_PROBLEM_.
Can you lay out every line of the data below as a numbered list, skipping any blank lines? Leave the pictures out of your answer.

_MATERIALS PROVIDED_.
----------------

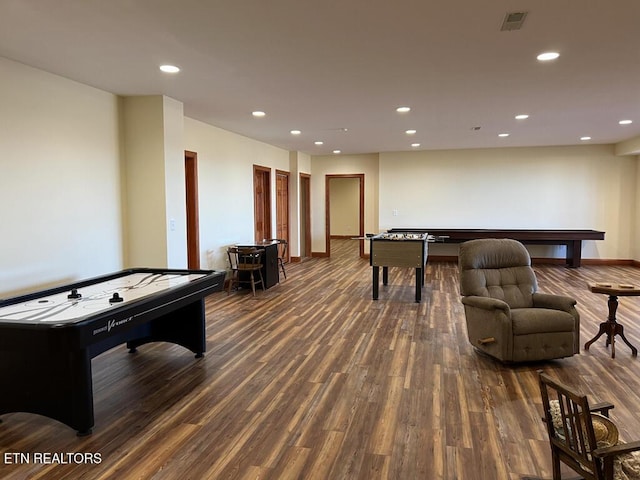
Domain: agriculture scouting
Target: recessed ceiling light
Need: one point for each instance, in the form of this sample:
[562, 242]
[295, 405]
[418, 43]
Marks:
[169, 68]
[546, 56]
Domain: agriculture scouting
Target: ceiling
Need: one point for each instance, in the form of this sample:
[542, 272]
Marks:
[337, 70]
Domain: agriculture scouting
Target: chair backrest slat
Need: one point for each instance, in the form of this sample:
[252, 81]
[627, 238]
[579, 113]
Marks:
[571, 435]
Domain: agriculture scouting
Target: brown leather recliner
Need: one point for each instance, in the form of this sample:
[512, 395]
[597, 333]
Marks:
[506, 317]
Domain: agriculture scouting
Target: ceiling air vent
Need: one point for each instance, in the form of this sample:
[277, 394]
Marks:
[513, 21]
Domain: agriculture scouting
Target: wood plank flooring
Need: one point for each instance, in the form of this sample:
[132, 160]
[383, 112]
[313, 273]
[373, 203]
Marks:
[314, 380]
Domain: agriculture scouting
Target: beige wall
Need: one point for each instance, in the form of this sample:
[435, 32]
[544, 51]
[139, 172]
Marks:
[66, 189]
[59, 181]
[225, 186]
[577, 187]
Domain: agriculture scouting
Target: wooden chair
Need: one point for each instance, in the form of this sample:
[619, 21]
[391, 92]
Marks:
[282, 253]
[574, 440]
[245, 262]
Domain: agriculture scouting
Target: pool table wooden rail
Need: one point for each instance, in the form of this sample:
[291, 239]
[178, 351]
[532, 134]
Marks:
[572, 239]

----------------

_RESULT FOR THIS TASK_.
1. Domain: agriculture scouting
2. Target: recessed ceiling light
3. Need: one point for each instance, in the form of this sample:
4. [562, 242]
5. [295, 405]
6. [418, 43]
7. Marks:
8. [169, 68]
9. [546, 56]
10. Domain: agriculture scouting
11. Target: ceiling
12. Need: one point for each instance, in the form of this sample:
13. [542, 272]
14. Marks:
15. [337, 70]
16. Domain: agriculture scouting
17. Target: chair backrest slat
18. Need: one point for each instance, in the form of this sample:
19. [252, 81]
20. [627, 238]
21. [579, 113]
22. Marks:
23. [571, 435]
24. Domain: agriculture scouting
25. Target: brown leather recliner
26. Need: one point for each instance, in the form of this sample:
27. [512, 395]
28. [597, 333]
29. Marks:
30. [506, 317]
31. Domain: agriculture scouting
32. Target: ceiling air vent
33. Need: one point for each instance, in the form of this sample:
34. [277, 394]
35. Marks:
36. [513, 21]
37. Domain: agriculture scouting
38. Target: wood plank flooring
39. Need: one point for each instance, in the form of this sample:
40. [132, 160]
41. [383, 112]
42. [313, 273]
43. [373, 203]
44. Marks:
45. [314, 380]
46. Domain: agriculture scouting
47. Target: beige wall
48. Need: one point for each instance, in the form of this sample:
49. [435, 32]
50. [544, 51]
51. [139, 172]
52. Marks:
53. [66, 189]
54. [59, 181]
55. [225, 186]
56. [577, 187]
57. Domain: agriculture scouting
58. Target: wooden chair
59. Need: one point for each instance, in the form of this sample:
60. [619, 21]
61. [391, 92]
62. Marks:
63. [282, 253]
64. [574, 440]
65. [245, 262]
66. Domain: agriculture scouting
67. Target: pool table wooden rail
68. Need: one point for each instance, in the form of this sample:
69. [291, 239]
70. [178, 351]
71. [532, 134]
72. Marks:
73. [572, 239]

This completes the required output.